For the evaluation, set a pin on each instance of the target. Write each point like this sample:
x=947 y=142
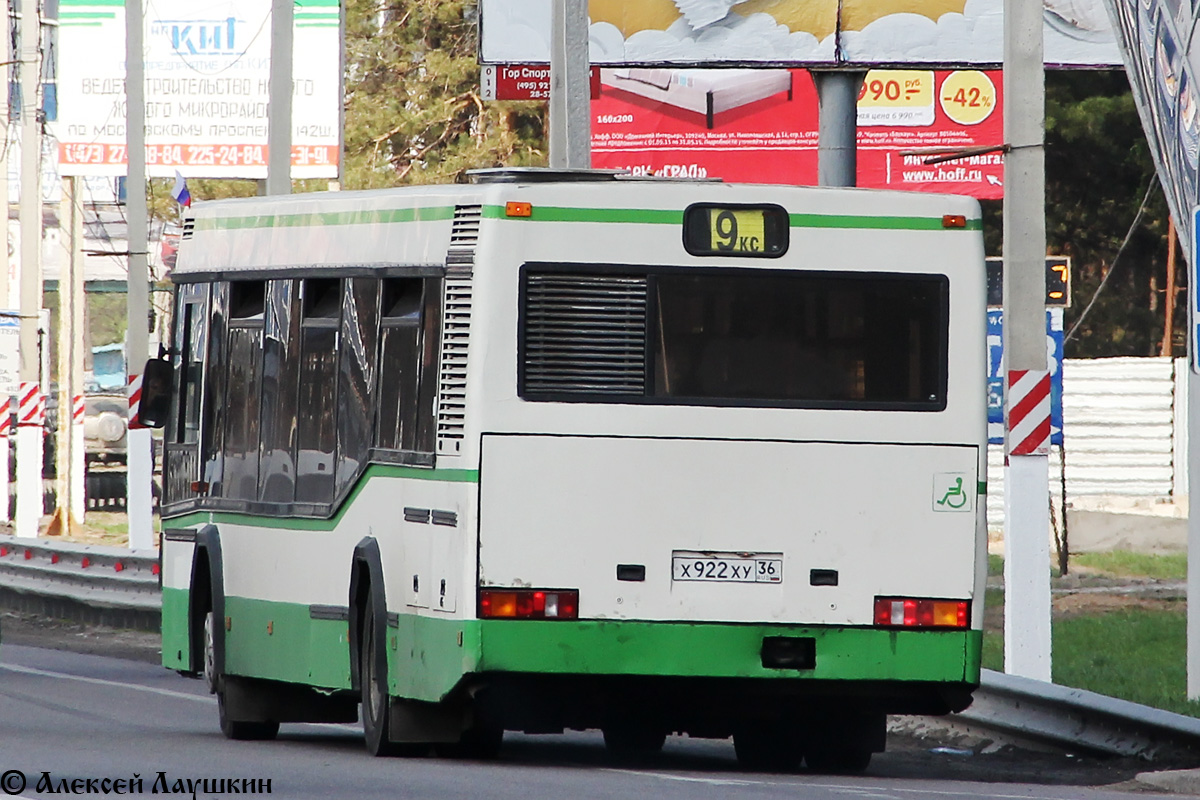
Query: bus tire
x=373 y=680
x=241 y=729
x=768 y=747
x=219 y=685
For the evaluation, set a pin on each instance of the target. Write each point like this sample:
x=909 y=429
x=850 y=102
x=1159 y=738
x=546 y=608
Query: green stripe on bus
x=725 y=650
x=658 y=216
x=196 y=518
x=281 y=642
x=177 y=647
x=322 y=218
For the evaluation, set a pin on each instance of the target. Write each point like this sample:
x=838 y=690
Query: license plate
x=727 y=567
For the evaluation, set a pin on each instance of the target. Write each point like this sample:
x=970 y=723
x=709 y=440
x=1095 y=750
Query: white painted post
x=30 y=438
x=5 y=432
x=139 y=453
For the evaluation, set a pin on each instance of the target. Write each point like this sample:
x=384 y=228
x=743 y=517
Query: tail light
x=528 y=603
x=919 y=612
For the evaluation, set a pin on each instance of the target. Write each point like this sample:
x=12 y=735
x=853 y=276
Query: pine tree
x=413 y=109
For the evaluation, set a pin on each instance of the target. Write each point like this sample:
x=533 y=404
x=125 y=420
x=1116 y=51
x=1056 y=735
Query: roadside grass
x=1133 y=653
x=1173 y=566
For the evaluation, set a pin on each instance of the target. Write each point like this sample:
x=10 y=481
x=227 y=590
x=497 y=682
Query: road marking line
x=153 y=690
x=101 y=681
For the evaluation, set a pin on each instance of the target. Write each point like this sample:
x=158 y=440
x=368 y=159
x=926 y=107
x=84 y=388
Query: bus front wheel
x=220 y=685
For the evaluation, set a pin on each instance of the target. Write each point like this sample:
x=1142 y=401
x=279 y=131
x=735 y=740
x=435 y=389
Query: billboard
x=1163 y=64
x=207 y=76
x=815 y=32
x=761 y=125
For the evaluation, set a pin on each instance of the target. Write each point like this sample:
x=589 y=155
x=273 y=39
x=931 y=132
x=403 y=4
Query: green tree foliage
x=1098 y=170
x=413 y=110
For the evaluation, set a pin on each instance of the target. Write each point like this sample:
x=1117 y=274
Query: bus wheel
x=235 y=729
x=210 y=662
x=630 y=739
x=838 y=758
x=241 y=729
x=478 y=743
x=768 y=749
x=375 y=690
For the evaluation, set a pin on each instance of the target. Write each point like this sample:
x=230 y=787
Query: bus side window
x=401 y=358
x=213 y=410
x=246 y=313
x=281 y=383
x=317 y=402
x=357 y=382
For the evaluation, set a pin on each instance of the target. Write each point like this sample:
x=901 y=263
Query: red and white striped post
x=78 y=459
x=1029 y=411
x=138 y=473
x=5 y=432
x=30 y=433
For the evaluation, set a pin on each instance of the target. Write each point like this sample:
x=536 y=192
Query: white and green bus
x=570 y=450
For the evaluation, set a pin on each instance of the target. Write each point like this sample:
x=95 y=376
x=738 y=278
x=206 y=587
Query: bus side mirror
x=155 y=404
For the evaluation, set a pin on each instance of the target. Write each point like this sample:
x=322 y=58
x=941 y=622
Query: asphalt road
x=79 y=715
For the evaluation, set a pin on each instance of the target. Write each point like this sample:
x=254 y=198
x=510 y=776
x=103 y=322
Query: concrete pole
x=71 y=221
x=838 y=127
x=79 y=343
x=1026 y=489
x=279 y=115
x=30 y=434
x=570 y=86
x=139 y=453
x=5 y=122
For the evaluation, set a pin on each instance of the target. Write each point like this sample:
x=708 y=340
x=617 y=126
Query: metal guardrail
x=123 y=588
x=1078 y=720
x=90 y=583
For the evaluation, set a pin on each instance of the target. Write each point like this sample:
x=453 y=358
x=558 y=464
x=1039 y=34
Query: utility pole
x=31 y=401
x=570 y=86
x=69 y=512
x=139 y=451
x=6 y=299
x=1027 y=379
x=279 y=115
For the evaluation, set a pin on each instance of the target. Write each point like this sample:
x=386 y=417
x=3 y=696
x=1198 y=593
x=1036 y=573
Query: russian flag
x=180 y=191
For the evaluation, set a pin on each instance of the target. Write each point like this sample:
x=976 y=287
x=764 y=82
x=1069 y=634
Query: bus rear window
x=738 y=337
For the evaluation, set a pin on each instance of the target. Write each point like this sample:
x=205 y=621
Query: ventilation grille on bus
x=585 y=334
x=463 y=238
x=456 y=329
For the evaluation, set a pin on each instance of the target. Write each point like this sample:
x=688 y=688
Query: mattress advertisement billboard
x=207 y=74
x=813 y=32
x=760 y=126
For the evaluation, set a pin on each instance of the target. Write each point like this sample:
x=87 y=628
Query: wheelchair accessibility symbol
x=952 y=492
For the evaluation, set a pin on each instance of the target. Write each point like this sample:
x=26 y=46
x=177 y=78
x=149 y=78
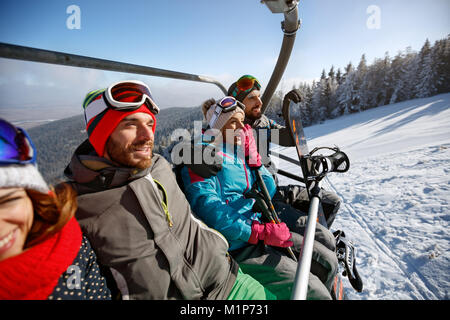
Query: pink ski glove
x=249 y=144
x=276 y=235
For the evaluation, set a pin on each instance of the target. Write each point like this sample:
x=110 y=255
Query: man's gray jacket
x=141 y=227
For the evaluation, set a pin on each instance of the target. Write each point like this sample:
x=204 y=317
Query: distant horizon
x=171 y=35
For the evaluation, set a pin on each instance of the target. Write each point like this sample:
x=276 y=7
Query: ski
x=312 y=166
x=294 y=123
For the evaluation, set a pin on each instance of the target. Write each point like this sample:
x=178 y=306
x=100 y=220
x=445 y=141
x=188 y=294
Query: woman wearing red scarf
x=43 y=254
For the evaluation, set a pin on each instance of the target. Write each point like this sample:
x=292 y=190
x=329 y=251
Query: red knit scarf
x=33 y=274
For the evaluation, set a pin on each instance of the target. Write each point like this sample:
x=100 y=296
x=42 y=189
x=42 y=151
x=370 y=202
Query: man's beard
x=124 y=155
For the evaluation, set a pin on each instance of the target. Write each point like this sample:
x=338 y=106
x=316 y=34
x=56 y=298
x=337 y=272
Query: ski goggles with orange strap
x=245 y=84
x=225 y=105
x=122 y=96
x=16 y=146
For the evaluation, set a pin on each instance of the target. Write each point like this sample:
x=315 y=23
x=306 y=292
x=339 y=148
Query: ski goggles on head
x=244 y=86
x=16 y=146
x=129 y=95
x=247 y=82
x=225 y=105
x=121 y=96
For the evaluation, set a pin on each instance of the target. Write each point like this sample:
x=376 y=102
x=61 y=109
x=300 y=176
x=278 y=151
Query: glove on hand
x=249 y=144
x=276 y=235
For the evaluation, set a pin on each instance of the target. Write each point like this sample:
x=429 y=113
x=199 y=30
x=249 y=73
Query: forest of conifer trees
x=387 y=80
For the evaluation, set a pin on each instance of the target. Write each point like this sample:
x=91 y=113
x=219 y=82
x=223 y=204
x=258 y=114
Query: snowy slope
x=395 y=195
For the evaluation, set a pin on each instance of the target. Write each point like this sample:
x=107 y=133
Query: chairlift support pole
x=290 y=25
x=11 y=51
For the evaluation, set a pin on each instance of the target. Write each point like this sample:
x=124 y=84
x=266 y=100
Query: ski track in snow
x=395 y=205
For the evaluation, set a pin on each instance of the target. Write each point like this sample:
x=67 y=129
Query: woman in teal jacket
x=221 y=201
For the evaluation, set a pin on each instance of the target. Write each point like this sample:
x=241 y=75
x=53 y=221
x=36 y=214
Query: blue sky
x=222 y=39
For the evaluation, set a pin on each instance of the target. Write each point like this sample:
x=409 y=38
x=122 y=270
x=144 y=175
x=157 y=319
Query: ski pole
x=269 y=203
x=300 y=288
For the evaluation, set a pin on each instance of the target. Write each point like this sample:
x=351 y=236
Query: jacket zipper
x=164 y=203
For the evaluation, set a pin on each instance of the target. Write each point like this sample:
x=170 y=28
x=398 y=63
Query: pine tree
x=425 y=86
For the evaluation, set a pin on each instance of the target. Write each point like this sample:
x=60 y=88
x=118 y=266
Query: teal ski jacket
x=220 y=199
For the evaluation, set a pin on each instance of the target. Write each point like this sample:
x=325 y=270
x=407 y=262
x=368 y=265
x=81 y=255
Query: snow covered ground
x=395 y=195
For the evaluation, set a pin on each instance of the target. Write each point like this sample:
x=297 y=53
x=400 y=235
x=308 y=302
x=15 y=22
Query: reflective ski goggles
x=120 y=96
x=129 y=95
x=225 y=105
x=246 y=83
x=16 y=146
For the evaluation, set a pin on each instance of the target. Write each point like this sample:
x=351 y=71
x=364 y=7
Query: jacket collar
x=88 y=169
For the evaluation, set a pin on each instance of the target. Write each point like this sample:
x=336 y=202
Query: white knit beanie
x=24 y=176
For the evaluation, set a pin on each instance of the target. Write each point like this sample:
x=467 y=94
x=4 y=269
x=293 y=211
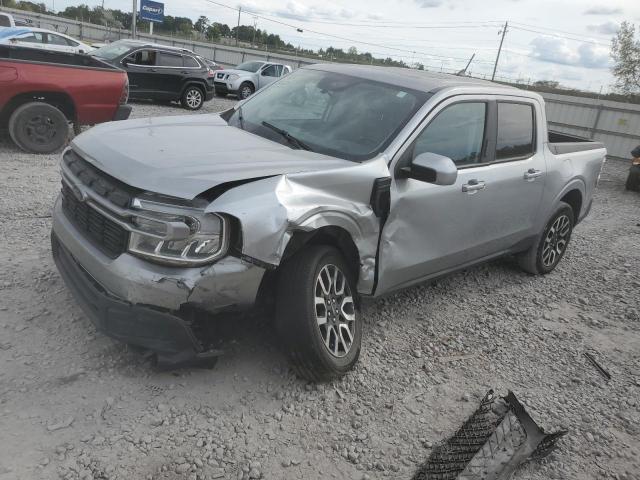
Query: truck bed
x=564 y=143
x=38 y=55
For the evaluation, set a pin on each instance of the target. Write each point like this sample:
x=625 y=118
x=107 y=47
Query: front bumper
x=138 y=302
x=122 y=113
x=222 y=88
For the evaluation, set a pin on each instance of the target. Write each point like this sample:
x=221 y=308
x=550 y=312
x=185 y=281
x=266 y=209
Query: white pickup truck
x=335 y=184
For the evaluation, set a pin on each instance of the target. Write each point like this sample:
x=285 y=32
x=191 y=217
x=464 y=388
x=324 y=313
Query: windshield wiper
x=293 y=141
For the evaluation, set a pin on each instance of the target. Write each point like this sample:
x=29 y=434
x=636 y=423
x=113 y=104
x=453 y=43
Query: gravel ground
x=75 y=404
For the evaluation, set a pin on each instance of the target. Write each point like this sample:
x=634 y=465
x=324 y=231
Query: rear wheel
x=192 y=98
x=246 y=90
x=544 y=256
x=316 y=314
x=38 y=127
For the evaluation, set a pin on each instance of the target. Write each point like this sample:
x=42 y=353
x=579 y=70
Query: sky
x=566 y=41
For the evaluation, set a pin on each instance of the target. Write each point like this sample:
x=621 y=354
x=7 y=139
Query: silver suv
x=248 y=77
x=337 y=184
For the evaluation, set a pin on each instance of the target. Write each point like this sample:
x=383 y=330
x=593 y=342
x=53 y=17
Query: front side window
x=515 y=130
x=168 y=60
x=112 y=51
x=143 y=57
x=190 y=62
x=57 y=40
x=270 y=71
x=250 y=66
x=339 y=115
x=456 y=132
x=34 y=37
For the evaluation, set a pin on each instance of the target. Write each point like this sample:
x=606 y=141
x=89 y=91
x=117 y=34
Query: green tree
x=201 y=24
x=625 y=51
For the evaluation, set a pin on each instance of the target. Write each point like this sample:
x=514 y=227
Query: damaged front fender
x=272 y=210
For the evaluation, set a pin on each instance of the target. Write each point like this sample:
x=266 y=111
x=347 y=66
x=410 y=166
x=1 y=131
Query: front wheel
x=544 y=256
x=316 y=314
x=38 y=127
x=192 y=98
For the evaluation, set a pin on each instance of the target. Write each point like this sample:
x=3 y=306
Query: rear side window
x=457 y=132
x=169 y=60
x=190 y=62
x=515 y=130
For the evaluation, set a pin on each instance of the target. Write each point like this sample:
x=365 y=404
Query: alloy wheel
x=194 y=98
x=556 y=241
x=335 y=310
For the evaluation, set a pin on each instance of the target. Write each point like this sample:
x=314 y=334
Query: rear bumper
x=122 y=113
x=149 y=328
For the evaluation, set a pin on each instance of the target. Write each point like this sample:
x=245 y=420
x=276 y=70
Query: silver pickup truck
x=335 y=184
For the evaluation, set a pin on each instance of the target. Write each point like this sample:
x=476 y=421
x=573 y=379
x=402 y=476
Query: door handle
x=473 y=186
x=532 y=174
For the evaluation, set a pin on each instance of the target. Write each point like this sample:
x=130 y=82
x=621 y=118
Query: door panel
x=432 y=229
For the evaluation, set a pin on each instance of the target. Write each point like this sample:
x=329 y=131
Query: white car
x=42 y=38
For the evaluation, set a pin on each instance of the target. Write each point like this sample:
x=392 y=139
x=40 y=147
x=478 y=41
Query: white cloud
x=554 y=50
x=603 y=11
x=429 y=3
x=606 y=28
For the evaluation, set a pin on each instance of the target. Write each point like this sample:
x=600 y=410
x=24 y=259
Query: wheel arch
x=61 y=100
x=574 y=199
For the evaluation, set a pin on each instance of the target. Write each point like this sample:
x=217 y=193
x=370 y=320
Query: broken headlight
x=176 y=234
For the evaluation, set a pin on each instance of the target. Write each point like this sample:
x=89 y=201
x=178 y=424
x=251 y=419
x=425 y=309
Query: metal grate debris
x=499 y=436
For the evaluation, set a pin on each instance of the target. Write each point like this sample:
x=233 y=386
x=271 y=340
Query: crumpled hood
x=242 y=73
x=183 y=156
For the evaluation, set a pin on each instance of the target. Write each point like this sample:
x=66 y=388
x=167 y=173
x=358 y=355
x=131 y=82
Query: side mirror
x=432 y=168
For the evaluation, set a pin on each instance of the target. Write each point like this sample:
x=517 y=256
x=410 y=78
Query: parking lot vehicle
x=337 y=184
x=158 y=72
x=42 y=92
x=42 y=38
x=633 y=179
x=248 y=77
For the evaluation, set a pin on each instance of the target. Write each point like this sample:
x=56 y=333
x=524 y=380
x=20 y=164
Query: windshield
x=250 y=66
x=338 y=115
x=109 y=52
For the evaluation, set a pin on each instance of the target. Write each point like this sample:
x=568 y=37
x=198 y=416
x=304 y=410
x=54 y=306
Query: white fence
x=615 y=124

— Consigne —
Recopiez à l'identique les lignes de la liste, depuis son début jusqu'à la ligne qui contient "x=101 y=681", celle-ci comprise. Laissez les images de côté.

— Exercice corrigé —
For the evaluation, set a pin on each instance of the target. Write each point like this sample:
x=947 y=142
Query: bus tire
x=373 y=680
x=241 y=729
x=768 y=747
x=219 y=685
For the evaluation, set a pin on each instance of the target. Write each point like this sample:
x=909 y=429
x=850 y=102
x=1159 y=738
x=546 y=608
Query: green stripe on bus
x=725 y=650
x=658 y=216
x=196 y=518
x=281 y=642
x=177 y=647
x=322 y=218
For the evaluation, set a pin on each instance of the target. Write each point like this sample:
x=838 y=690
Query: license plate
x=727 y=567
For the evaluation, set a pin on each instance of the target. Write each point like this sample:
x=970 y=723
x=709 y=440
x=1095 y=750
Query: white painted post
x=30 y=438
x=5 y=432
x=139 y=453
For the evaluation, set a pin on each instance of the target. Write each point like this sample:
x=384 y=228
x=743 y=517
Query: tail light
x=528 y=603
x=919 y=612
For the evaluation, set a pin on each instance of the target. Write each point like this sample:
x=12 y=735
x=853 y=276
Query: pine tree
x=413 y=109
For the evaluation, set a pin on each instance of the target. Write each point like this sample:
x=533 y=404
x=125 y=420
x=1116 y=51
x=1056 y=735
Query: roadside grass
x=1133 y=653
x=1173 y=566
For the evaluation, set a pin on each instance of the target. Write each point like this sample:
x=10 y=481
x=227 y=590
x=497 y=682
Query: road marking line
x=153 y=690
x=101 y=681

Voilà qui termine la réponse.